What the exercise asks: Find each line in the data below that contains the string "beach", and copy those lines out.

####################

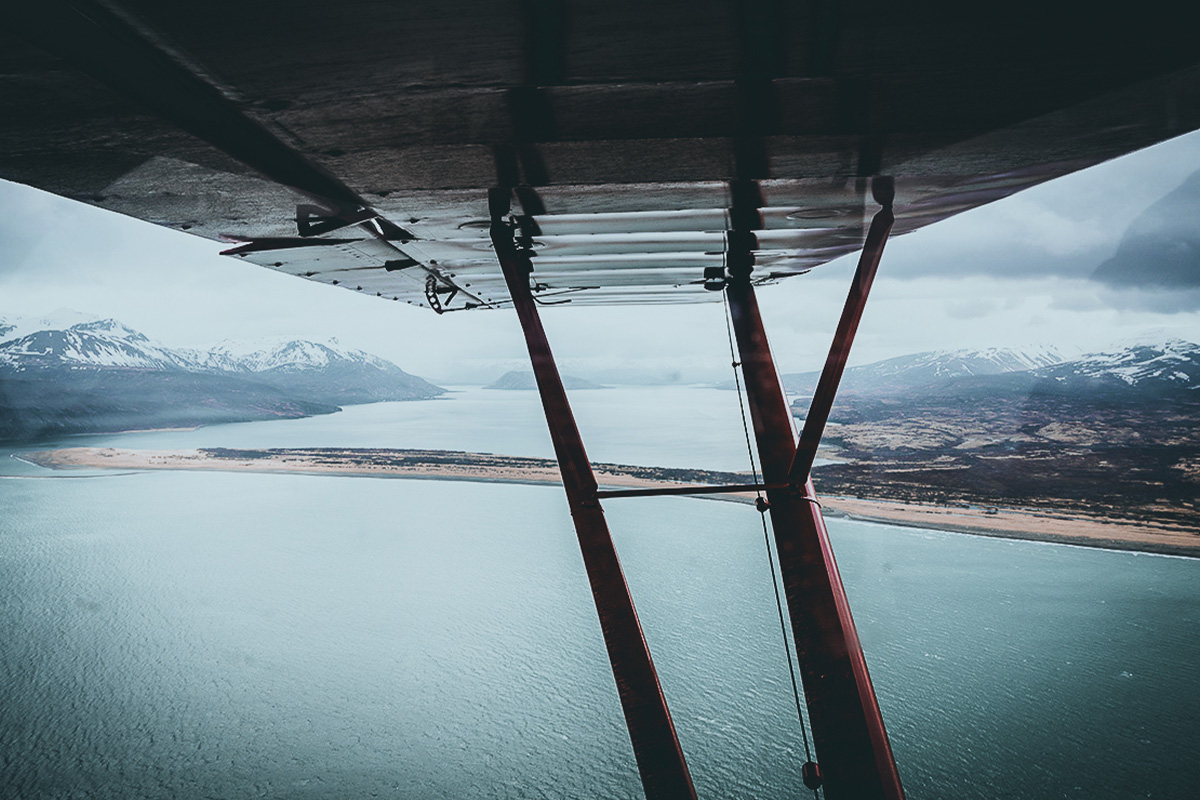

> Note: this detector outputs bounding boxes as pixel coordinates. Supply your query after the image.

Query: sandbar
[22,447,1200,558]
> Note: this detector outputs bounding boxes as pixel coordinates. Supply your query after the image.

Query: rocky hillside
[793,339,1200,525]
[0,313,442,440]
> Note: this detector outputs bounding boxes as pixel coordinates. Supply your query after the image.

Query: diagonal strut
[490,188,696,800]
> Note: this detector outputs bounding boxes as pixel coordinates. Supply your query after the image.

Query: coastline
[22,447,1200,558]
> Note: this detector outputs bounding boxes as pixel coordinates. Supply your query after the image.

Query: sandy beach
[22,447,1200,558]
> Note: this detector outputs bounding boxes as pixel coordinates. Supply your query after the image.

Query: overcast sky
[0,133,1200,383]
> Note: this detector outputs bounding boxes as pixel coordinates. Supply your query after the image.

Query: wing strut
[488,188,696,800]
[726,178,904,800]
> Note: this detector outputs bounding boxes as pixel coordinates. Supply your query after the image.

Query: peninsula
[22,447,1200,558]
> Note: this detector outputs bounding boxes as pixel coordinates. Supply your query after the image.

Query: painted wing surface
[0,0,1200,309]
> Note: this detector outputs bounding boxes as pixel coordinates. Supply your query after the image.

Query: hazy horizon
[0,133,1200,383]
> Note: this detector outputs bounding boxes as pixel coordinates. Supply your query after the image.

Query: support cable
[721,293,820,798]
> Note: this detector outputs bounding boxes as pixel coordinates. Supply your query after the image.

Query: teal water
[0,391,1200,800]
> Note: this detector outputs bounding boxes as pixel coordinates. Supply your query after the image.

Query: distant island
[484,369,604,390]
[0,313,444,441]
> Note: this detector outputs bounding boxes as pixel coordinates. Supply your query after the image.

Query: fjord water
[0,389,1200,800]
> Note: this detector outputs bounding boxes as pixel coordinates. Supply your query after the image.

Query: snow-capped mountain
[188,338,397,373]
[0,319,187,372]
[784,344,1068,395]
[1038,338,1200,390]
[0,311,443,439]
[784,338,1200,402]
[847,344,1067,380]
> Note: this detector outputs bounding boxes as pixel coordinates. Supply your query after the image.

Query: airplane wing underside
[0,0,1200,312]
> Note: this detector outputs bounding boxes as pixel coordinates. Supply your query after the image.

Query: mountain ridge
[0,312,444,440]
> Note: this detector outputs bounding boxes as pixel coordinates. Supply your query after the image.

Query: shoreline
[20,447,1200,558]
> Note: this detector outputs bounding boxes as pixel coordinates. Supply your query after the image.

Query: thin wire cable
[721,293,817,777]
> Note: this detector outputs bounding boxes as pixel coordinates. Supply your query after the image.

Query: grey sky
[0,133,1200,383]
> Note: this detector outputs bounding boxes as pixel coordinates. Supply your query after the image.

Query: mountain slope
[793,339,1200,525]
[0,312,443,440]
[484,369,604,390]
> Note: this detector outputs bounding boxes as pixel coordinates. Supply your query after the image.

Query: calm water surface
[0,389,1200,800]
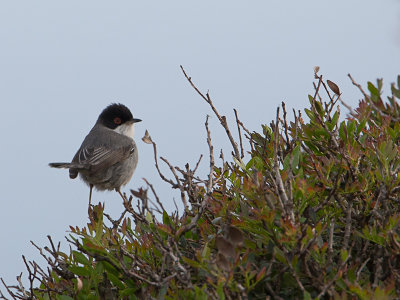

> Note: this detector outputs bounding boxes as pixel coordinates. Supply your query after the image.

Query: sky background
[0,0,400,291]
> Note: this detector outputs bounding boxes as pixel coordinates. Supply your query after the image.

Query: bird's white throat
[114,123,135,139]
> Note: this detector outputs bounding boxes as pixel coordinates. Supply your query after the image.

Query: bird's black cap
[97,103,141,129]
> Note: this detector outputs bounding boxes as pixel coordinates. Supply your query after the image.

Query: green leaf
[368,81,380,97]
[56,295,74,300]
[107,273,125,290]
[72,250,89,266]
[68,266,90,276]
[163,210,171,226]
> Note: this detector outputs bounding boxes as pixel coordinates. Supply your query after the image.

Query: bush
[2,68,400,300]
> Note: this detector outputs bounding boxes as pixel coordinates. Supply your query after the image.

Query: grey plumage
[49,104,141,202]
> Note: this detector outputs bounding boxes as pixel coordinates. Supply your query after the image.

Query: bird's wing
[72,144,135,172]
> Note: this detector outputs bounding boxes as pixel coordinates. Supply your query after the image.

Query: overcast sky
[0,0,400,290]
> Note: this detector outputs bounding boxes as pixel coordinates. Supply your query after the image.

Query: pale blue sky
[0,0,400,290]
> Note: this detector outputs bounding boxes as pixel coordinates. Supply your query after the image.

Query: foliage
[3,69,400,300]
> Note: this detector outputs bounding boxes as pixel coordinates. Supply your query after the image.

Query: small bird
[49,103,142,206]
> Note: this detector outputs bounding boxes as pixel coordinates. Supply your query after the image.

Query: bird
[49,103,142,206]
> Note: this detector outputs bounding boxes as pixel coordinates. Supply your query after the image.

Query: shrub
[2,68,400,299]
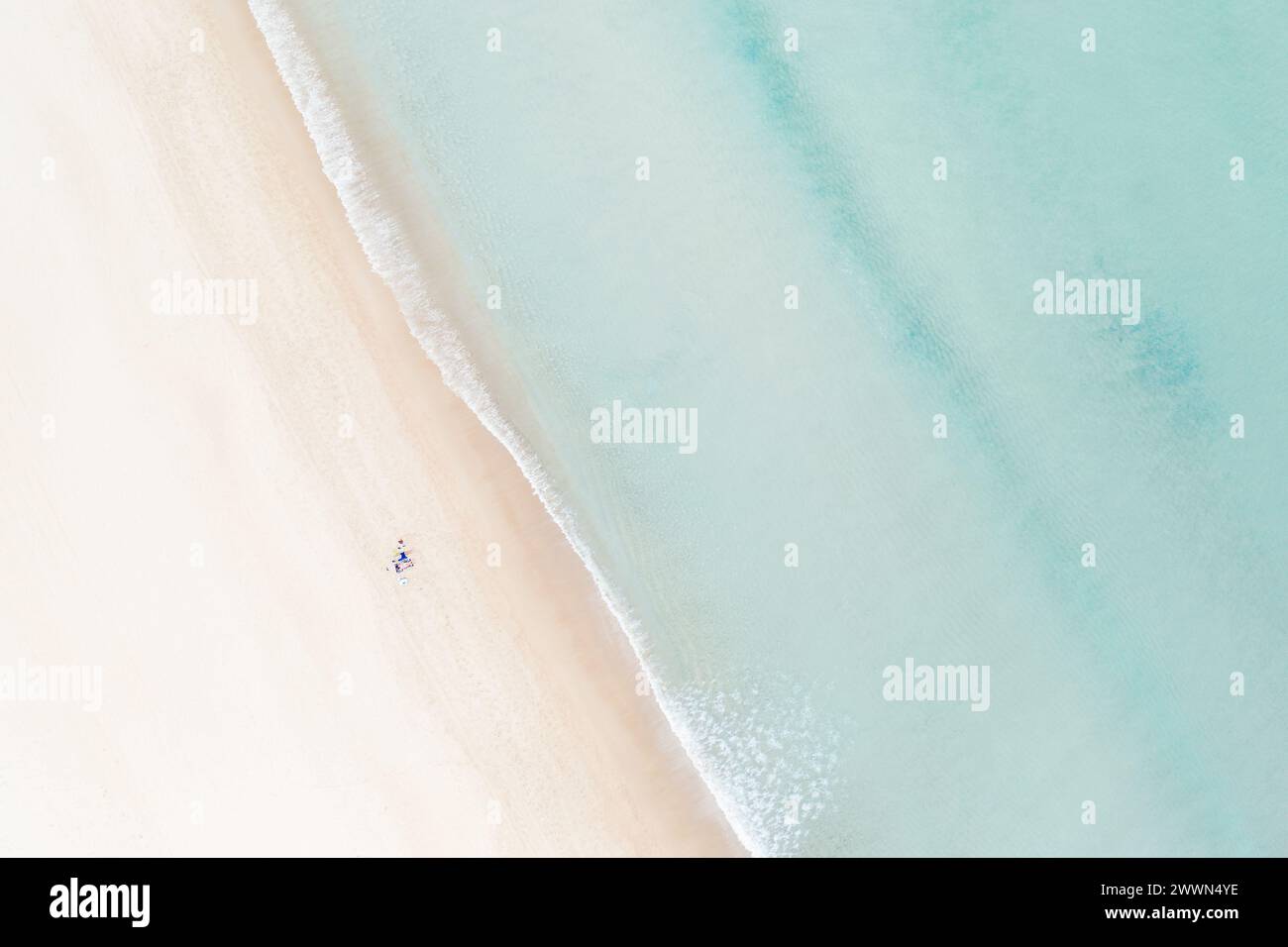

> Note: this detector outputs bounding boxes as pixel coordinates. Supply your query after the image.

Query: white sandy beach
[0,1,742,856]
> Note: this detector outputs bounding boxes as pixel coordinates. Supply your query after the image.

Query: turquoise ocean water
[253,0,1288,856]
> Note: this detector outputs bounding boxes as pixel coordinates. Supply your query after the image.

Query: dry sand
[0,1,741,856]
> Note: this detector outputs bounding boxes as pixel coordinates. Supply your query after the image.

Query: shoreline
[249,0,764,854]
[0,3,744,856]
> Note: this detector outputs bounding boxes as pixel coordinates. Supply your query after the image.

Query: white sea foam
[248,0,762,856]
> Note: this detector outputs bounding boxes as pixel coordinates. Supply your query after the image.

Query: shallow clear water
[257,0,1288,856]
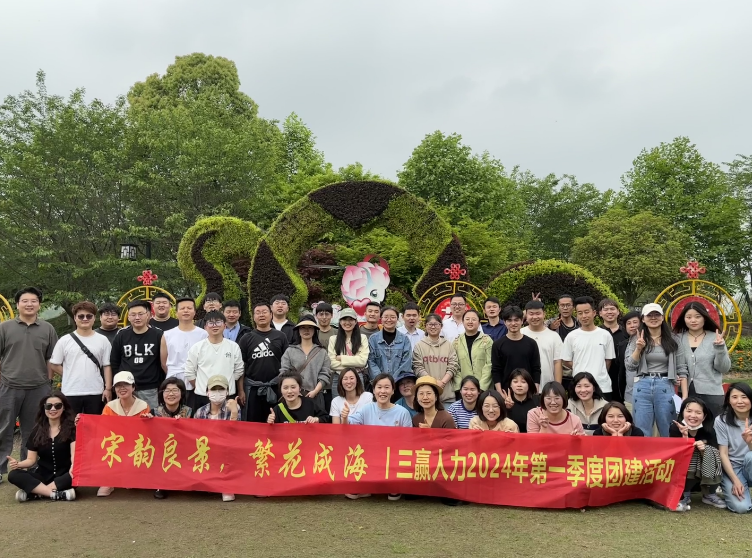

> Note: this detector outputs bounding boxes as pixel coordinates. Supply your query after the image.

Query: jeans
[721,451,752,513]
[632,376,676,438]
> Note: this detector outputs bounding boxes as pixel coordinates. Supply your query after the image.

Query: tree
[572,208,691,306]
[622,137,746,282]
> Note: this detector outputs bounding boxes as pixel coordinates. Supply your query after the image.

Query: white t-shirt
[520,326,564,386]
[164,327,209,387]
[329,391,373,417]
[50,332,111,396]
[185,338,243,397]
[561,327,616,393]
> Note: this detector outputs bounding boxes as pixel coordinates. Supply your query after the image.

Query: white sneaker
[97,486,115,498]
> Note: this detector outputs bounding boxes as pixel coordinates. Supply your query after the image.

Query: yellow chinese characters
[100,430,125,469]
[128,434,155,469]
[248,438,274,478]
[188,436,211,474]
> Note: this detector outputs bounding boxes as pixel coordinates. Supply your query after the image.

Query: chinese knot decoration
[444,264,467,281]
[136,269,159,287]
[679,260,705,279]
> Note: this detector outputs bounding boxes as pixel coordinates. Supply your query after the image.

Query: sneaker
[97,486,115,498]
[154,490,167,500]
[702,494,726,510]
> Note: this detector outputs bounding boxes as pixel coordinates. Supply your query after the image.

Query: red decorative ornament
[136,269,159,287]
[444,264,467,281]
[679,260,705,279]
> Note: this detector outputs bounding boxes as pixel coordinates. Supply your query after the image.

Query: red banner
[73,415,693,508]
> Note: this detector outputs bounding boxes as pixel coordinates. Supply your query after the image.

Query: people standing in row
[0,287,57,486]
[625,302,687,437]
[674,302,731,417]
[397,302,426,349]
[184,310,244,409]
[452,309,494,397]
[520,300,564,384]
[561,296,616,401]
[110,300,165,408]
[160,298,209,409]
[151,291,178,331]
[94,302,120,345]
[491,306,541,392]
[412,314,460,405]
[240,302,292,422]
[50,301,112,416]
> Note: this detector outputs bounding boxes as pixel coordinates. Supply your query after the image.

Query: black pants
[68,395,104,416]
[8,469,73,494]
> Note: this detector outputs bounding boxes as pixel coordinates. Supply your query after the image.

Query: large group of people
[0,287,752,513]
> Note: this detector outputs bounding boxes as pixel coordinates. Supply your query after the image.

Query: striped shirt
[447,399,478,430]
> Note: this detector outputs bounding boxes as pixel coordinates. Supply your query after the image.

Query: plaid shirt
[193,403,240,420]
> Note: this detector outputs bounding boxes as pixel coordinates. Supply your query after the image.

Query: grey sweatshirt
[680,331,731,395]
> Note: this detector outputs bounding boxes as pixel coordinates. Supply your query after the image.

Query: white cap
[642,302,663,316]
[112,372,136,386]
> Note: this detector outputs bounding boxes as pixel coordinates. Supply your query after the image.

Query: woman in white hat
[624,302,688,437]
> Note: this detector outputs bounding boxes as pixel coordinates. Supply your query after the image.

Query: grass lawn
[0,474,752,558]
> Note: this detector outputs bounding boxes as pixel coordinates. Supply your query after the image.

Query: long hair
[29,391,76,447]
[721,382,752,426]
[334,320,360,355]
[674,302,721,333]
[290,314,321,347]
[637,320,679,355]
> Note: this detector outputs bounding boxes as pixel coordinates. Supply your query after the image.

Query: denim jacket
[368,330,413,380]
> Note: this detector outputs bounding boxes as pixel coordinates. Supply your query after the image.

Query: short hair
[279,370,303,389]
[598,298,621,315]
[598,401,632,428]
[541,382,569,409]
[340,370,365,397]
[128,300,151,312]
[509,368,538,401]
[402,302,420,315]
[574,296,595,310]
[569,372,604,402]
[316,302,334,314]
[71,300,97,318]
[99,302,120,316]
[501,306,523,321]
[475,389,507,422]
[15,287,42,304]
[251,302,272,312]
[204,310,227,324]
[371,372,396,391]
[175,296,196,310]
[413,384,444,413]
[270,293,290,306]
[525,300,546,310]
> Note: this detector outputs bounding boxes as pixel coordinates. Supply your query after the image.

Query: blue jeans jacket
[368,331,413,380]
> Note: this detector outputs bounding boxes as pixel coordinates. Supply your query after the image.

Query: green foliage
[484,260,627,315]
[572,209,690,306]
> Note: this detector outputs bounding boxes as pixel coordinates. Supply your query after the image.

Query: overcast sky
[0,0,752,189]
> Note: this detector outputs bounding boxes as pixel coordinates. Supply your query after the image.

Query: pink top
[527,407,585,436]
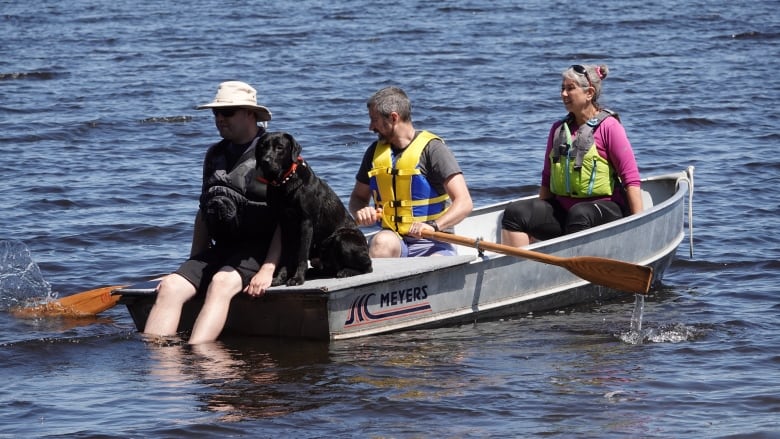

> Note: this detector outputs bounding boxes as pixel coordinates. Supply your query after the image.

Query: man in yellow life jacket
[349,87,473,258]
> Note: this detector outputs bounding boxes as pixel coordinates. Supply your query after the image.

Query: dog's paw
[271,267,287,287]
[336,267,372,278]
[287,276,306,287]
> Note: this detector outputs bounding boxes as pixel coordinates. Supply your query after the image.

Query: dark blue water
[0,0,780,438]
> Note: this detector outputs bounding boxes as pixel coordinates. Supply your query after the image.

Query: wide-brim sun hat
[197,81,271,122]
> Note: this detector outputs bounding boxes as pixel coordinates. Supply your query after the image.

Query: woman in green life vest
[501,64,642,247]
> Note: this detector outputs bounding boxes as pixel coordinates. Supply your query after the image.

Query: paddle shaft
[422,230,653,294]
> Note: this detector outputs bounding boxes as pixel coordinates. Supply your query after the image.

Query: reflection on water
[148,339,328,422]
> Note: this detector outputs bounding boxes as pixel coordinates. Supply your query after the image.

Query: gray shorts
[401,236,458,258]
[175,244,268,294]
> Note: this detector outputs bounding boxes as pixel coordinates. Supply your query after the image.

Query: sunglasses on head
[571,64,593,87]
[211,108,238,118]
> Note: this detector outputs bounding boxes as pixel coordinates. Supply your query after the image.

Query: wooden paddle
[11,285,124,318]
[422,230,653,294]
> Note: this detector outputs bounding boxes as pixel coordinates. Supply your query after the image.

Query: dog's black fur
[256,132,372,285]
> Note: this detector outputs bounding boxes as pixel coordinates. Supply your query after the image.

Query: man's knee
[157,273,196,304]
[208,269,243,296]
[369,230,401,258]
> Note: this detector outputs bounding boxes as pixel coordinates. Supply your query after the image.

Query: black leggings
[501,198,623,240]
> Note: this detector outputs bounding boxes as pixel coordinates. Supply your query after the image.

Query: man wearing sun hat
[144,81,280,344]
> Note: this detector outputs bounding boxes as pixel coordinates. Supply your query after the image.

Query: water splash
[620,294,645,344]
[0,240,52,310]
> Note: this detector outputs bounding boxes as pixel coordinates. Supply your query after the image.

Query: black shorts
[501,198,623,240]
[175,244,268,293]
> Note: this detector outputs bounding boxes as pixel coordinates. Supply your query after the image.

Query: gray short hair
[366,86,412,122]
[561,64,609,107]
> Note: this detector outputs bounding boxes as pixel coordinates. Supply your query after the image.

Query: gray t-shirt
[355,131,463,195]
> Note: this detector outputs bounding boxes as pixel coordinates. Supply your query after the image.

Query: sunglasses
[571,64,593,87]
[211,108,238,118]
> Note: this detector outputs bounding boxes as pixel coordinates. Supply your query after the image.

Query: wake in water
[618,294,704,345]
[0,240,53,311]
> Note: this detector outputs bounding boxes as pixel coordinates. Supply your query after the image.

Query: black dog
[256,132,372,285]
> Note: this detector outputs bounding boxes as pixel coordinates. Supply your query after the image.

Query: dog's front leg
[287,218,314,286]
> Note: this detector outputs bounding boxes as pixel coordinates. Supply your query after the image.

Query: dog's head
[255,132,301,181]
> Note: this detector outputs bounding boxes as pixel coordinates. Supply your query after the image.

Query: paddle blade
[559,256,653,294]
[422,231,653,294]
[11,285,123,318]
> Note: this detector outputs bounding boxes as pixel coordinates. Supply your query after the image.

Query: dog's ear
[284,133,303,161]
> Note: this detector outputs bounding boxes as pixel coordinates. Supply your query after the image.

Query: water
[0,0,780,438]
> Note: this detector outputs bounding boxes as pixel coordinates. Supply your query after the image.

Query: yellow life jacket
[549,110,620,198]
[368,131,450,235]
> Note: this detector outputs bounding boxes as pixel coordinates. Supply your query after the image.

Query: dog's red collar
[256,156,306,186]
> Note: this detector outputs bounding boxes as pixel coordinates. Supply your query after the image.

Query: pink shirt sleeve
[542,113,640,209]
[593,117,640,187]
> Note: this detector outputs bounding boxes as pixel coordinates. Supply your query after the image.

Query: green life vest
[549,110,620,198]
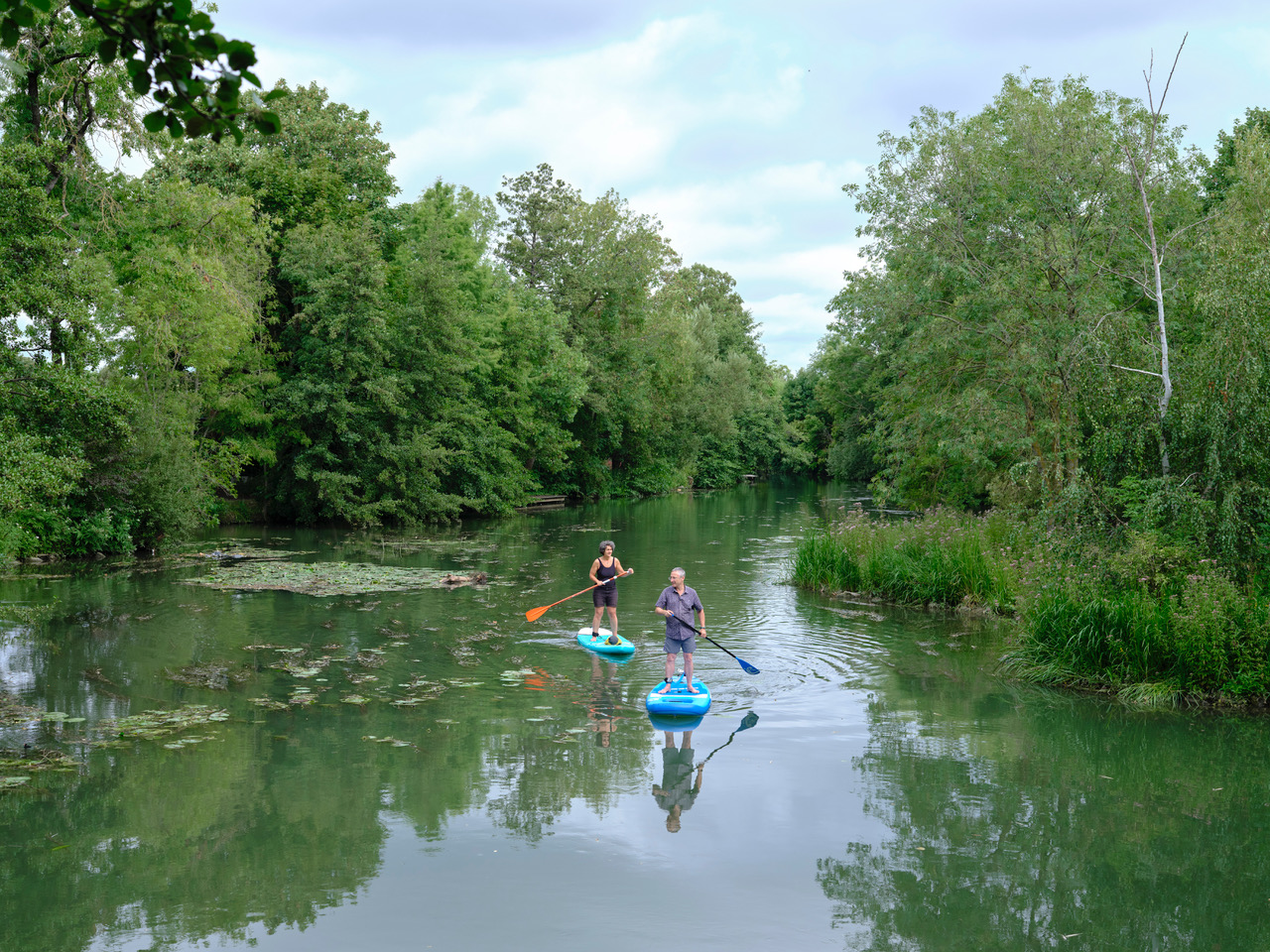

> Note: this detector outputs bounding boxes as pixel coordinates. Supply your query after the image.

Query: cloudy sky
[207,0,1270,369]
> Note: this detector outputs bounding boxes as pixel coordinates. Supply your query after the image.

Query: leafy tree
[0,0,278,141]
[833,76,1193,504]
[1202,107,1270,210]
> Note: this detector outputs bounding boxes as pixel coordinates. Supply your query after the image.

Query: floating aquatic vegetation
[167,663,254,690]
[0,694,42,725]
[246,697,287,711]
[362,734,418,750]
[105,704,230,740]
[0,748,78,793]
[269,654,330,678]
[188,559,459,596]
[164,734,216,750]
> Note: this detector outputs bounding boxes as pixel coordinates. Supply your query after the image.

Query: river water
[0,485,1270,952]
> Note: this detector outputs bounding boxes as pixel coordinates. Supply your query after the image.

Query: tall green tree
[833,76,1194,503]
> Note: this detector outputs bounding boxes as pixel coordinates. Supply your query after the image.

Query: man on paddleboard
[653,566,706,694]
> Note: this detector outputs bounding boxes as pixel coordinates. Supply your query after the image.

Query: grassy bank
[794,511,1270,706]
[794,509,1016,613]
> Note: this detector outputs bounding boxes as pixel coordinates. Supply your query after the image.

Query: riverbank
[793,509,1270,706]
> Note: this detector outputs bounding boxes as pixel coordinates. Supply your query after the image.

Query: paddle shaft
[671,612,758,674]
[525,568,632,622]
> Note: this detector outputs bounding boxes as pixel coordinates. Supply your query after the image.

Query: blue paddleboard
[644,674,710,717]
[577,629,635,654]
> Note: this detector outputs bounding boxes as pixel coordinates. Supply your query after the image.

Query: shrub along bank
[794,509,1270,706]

####################

Answer to the exercise:
Query: sandy beach
Query: white sandy beach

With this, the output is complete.